**Written task 1**. Condense the paragraph in the solar lighting thread that begins "I'm a big fan of 110v wiring" into a short bulleted list that keeps its main points.
**Written task 2**. From the solar lighting thread, quote the stretch from "## themamahen (Jun" through "(Feb 26, 2007)".

**Text excerpt**.
## START
# Need info on stand alone lights



## themamahen (Jun 26, 2005)

We are building a new house and while I cant afford to put a whole system on solar i would like to have some solar lighting I found some that come with their own solar panels (no price listed have to call) Are these worth it to install? do they have a long life I noticed some people say that some work for only a few months then they get really dim and wont charge anymore. I am open to any suggestions, options, links  yes please, on low cost lighting, we are building earth bermed which will cut up to 80%? of heating/cooling cost. we are also adding skylights and tube lighting, But I still need to see at night


----------



## artificer (Feb 26, 2007)

I'm a big fan of 110v wiring for lights. Others here like 12v DC. For my use, I would forget the cheap self powered lights like the ones at Harbor Freight. The cheaper the self powered lights are, the shorter their life. Many times you can just replace the rechargeable battery, and it will last longer. I've never been impressed with them, however. By the time you buy several of them, you could have had a basic solar system purchased.
## END
**Listed entries**.
## START
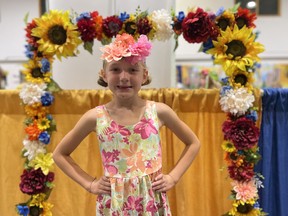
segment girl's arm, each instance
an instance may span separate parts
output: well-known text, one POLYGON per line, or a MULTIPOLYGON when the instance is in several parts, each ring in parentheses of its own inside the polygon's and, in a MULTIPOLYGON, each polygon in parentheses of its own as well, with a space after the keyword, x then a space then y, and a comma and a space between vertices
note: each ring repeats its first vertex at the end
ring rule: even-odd
POLYGON ((155 190, 166 191, 179 181, 179 179, 192 164, 200 149, 200 141, 194 132, 177 116, 177 114, 169 106, 163 103, 156 104, 160 124, 168 127, 186 145, 178 162, 170 171, 168 176, 161 175, 157 179, 163 180, 155 182, 155 190))
POLYGON ((80 118, 75 127, 64 136, 53 152, 53 159, 57 166, 88 191, 91 190, 94 177, 82 170, 70 154, 89 133, 95 130, 95 127, 96 113, 95 109, 92 109, 80 118))

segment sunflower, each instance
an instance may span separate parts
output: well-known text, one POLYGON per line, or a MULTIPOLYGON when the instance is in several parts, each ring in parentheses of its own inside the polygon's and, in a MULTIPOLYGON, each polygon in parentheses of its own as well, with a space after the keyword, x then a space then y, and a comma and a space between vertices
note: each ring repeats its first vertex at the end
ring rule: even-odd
## END
**Correct output 1**.
- The poster prefers 110v wiring for lights; others on the forum prefer 12v DC.
- For the poster's use, cheap self-powered lights, such as those at Harbor Freight, are not worth it. The cheaper they are, the shorter their life.
- Replacing the rechargeable battery often makes them last longer, but the poster has never been impressed with them.
- Buying several of them costs about as much as a basic solar system.

**Correct output 2**.
## themamahen (Jun 26, 2005)

We are building a new house and while I cant afford to put a whole system on solar i would like to have some solar lighting I found some that come with their own solar panels (no price listed have to call) Are these worth it to install? do they have a long life I noticed some people say that some work for only a few months then they get really dim and wont charge anymore. I am open to any suggestions, options, links  yes please, on low cost lighting, we are building earth bermed which will cut up to 80%? of heating/cooling cost. we are also adding skylights and tube lighting, But I still need to see at night


----------



## artificer (Feb 26, 2007)